● TEXTE DE LA PAGE
•••
Pour en finir avec le «printemps arabe»

Publié le par Mahi Ahmed

 

Par le Pr. Abdelmadjid Merdaci

Un «printemps arabe» a-t-il jamais existé sinon dans des stratégies de communication suffisamment efficaces — voire même vigilantes — pour rendre la question inaudible ? Le fait le moins relevé et en même temps le plus chargé de sens et d’enjeux est que ce «printemps» est posé comme informé par l’entrée spectaculaire des masses — arabes en l’occurrence — en mouvement par ceux-là mêmes qui, confortés par la chute de l’ancienne Union soviétique, avaient abondamment et doctement décrété «la fin de l’histoire » ou à tout le moins celle de l’idéologie.
Contre la puissance des évidences de ce printemps – celle aussi des images à jet continu qui diluent l’événement, l’information dans une dramaturgie digne des séries de large consommation —, la jonction, quasiment sous le signe de Lénine, des acteurs stigmatisés par l’autoritarisme et des thuriféraires de l’ultralibéralisme doit rester éligible à la mise en question et mieux encore à la critique citoyenne s’il s’en trouve. En somme, la question préjudicielle pourrait être celle de savoir si la proximité dans le temps de convulsions politiques, voire de leur violence, et aussi dans l’espace — le Maghreb, une partie du Machrek — suffit en soi pour instituer un processus politique transnational sans équivalent et qui plus est — contre le culturalisme, soutient-on alors – adossé aux valeurs démocratiques réputées occidentales dont le principe de cohérence serait l’«arabité».
•••
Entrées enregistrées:
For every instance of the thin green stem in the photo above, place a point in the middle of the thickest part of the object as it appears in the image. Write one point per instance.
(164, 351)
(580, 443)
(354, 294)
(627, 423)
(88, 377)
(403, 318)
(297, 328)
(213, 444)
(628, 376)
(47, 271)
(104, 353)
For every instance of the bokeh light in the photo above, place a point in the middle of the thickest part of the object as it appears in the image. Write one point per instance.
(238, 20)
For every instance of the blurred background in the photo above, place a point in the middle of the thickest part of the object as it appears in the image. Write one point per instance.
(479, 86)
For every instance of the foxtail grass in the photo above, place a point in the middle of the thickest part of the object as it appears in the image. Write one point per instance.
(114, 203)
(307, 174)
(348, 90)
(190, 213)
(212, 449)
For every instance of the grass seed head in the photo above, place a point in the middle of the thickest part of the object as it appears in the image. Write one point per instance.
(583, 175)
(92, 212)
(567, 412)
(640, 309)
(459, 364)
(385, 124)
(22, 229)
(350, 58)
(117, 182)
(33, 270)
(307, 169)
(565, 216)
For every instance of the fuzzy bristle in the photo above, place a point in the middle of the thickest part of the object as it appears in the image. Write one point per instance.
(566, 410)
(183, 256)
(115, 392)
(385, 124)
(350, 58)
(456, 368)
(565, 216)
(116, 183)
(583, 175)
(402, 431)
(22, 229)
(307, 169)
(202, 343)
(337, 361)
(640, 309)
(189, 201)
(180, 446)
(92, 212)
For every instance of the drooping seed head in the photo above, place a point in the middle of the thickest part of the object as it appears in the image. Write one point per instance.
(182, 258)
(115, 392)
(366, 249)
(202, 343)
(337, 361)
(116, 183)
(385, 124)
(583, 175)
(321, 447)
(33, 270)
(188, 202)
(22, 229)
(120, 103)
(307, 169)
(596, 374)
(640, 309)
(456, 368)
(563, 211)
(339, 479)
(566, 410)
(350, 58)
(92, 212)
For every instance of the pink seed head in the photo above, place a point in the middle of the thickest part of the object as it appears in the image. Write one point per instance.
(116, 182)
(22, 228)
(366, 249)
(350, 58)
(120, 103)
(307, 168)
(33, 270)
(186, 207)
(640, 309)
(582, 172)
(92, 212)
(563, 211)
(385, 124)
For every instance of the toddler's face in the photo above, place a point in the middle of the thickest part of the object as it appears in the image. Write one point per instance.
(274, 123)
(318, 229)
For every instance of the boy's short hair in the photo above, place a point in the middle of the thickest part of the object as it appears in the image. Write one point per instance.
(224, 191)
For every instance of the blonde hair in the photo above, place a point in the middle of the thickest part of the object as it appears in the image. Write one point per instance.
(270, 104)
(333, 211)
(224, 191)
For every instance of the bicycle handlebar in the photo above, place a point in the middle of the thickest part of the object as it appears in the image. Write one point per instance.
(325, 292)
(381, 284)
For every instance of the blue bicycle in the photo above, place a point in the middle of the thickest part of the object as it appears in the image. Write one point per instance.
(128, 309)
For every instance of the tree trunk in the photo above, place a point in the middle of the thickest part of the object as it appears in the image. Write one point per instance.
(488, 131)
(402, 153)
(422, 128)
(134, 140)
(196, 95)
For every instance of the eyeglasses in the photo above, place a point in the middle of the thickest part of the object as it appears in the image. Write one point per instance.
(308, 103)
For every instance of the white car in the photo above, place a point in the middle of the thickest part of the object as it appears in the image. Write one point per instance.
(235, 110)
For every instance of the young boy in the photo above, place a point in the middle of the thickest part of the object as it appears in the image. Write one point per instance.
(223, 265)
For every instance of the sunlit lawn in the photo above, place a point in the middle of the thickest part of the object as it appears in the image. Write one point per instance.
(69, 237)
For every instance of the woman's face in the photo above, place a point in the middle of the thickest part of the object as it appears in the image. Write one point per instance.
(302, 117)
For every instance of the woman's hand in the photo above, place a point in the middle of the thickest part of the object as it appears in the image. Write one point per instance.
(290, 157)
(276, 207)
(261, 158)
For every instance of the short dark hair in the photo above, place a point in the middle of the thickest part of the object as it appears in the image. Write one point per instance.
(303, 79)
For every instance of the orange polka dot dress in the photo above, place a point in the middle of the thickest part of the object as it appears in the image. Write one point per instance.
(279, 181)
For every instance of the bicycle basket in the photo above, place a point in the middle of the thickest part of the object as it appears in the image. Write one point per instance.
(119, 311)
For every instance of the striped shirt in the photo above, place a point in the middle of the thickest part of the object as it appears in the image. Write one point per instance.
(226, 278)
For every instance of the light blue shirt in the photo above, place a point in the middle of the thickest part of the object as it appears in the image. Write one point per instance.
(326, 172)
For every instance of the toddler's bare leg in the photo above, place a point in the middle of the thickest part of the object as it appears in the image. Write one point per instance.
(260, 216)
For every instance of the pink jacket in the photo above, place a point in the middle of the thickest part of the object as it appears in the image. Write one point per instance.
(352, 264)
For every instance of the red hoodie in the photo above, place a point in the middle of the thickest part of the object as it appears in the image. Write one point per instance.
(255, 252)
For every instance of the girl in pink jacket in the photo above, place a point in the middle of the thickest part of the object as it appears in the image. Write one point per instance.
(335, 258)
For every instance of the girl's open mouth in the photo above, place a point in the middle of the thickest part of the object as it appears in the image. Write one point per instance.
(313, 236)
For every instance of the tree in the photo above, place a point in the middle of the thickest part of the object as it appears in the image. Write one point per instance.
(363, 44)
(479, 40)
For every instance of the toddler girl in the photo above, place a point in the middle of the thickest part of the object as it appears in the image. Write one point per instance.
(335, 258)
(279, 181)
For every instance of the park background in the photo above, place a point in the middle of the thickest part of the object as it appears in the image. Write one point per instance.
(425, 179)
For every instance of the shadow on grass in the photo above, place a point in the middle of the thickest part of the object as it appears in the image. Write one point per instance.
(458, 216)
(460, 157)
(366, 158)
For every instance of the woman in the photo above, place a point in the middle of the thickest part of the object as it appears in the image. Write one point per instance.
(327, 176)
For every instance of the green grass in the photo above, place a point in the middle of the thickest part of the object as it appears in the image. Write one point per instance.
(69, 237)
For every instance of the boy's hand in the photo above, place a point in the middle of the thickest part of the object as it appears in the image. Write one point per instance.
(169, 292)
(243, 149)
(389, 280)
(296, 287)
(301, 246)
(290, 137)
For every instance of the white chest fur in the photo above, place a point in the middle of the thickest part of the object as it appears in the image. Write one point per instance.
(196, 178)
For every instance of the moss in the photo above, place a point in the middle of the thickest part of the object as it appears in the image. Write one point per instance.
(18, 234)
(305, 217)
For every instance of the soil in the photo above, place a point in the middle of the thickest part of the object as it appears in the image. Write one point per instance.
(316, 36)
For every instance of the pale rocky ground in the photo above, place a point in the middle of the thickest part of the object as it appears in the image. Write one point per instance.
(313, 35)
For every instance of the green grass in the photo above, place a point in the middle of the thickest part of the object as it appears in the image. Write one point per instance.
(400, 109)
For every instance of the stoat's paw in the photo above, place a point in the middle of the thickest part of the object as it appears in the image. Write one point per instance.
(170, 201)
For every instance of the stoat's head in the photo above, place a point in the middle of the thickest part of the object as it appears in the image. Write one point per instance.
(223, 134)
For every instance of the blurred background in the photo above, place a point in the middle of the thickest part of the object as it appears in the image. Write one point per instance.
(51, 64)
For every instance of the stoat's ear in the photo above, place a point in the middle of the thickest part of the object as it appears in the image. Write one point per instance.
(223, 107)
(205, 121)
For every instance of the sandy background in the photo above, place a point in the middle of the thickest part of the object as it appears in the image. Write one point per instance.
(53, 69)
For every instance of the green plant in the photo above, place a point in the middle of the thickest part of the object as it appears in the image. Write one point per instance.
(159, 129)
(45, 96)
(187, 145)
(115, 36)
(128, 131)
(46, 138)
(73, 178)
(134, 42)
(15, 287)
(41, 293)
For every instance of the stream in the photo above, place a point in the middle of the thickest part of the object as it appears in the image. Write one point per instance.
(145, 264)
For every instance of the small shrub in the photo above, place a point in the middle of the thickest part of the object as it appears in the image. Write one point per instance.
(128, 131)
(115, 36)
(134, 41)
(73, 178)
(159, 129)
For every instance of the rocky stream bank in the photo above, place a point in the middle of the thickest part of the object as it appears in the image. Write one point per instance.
•••
● CONSIGNES DES EXERCICES
a. Répondez à ces questions d'après le texte de la page :
(i) Qui signe le texte ?
(ii) Selon le premier paragraphe, par quoi ceux qui ont décrété «la fin de l'histoire» étaient-ils confortés ?
(iii) Quels espaces le second paragraphe nomme-t-il ?
b. Le texte de la page confirme-t-il chacune de ces affirmations ? Répondez par oui ou par non et citez les mots qui tranchent.
(i) La jonction des acteurs y est placée sous le signe de Marx.
(ii) Le principe de cohérence des valeurs démocratiques serait l'«arabité».
(iii) La dramaturgie des images y est jugée digne des films de cinéma.
c. Relevez toutes les personnes nommées dans le texte de la page.
Ce matériel est indépendant du texte de la page.

● LISTE DES RÉPONSES
a.
(i) Le Pr. Abdelmadjid Merdaci.
(ii) Par la chute de l'ancienne Union soviétique.
(iii) Le Maghreb et une partie du Machrek.

b.
(i) Non : «quasiment sous le signe de Lénine».
(ii) Oui : «dont le principe de cohérence serait l’«arabité»».
(iii) Non : «une dramaturgie digne des séries de large consommation».

c. Mahi Ahmed, Abdelmadjid Merdaci, Lénine.